Profile: Food Tank Founder Danielle Nierenberg

Earlier this month, Food Tank, a non-profit organization dedicated to building a sustainable global food system, hosted a panel at American University that brought together students, community members, and leaders in the food sphere. The panel, called “The Real Cost of Food” examined the social, environmental, and health impacts of producing food using an economic model called True Cost Accounting.

True Cost Accounting is a way to analyze and value the food we eat based on everything that goes into producing that food. When you go to the grocery store and buy an apple, the price you pay at the register is only a fraction of what it actually cost to produce that apple. That’s where True Cost Accounting comes in. It calculates a true value by factoring in the environmental costs (including water use, energy consumption, and damage from pollution and pesticides), economic costs (namely agricultural subsidies), social costs (such as equity, quality of life, and fair wages), and health costs (including hunger, obesity, disease caused by poor nutrition, and antibiotic resistance).

All of that is to say that if you think you’re getting a better deal ordering a burger off the dollar menu at a fast food joint instead of a grass-fed, humanely raised one at sustainable restaurant, you’re really not. That cost is still being incurred, you’re just not the one paying it. According to the United National Food and Agriculture Organization, producing the 550 billion Big Macs sold each year in the US creates 2.66 billion pounds of carbon dioxide, and researchers from the McKinsey Global Institute estimate that excess weight and obesity costs the US $2 trillion globally in healthcare costs.

────────────────

ASSIGNED TASK 1
In the Food Tank profile, rewrite everything from "True Cost Accounting is" down to "and antibiotic resistance).", switching "apple" to "orange".
ASSIGNED TASK 2
Name the four categories of cost that True Cost Accounting factors in, according to the Food Tank profile.
ASSIGNED TASK 3
Write the next part of the Food Tank profile, picking up after its final sentence.

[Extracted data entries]
────────────────

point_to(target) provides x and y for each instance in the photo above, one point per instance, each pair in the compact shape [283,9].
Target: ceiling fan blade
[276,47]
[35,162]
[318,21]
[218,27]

────────────────

EXERCISE RESPONSE 1
True Cost Accounting is a way to analyze and value the food we eat based on everything that goes into producing that food. When you go to the grocery store and buy an orange, the price you pay at the register is only a fraction of what it actually cost to produce that orange. That’s where True Cost Accounting comes in. It calculates a true value by factoring in the environmental costs (including water use, energy consumption, and damage from pollution and pesticides), economic costs (namely agricultural subsidies), social costs (such as equity, quality of life, and fair wages), and health costs (including hunger, obesity, disease caused by poor nutrition, and antibiotic resistance).

EXERCISE RESPONSE 2
Environmental costs, economic costs, social costs, and health costs.

EXERCISE RESPONSE 3
The money you save by getting that fast food burger is the result of cutting environmental, economic, social, and health costs. A restaurant that sells a more expensive burger isn’t overcharging you – they are more accurately factoring in the true cost of producing that burger. A fast food joint that sells a 99-cent burger is shirking their responsibility and instead passing off expenses to the environment, to workers, and to society.

Food Tank’s full report is fascinating – it takes a much deeper look at True Cost Accounting, and examines both the negative effects as well as the positive benefits in the equation. It presents the copious research done on the topic from around the world, and lays out a path for the future. I highly recommend checking it out for yourself to see what the food we eat is really costing us. It can be downloaded by clicking on the link to the report on this page.

Food Tank’s founder, Danielle Nierenberg, is the driving force behind this report and the other work that the organization does. With deep roots in the DC area and experience with agriculture and food production all around the world, I wanted to chat with her to find out more about why she’s dedicated her life to this work, and where Food Tank and the global food system are heading.

Courtesy of American University

Danielle addresses the audience at the Real Cost of Food Event. Courtesy of American University.

Lani Furbank: What motivated you to get involved in the food sphere and what is your educational and professional background?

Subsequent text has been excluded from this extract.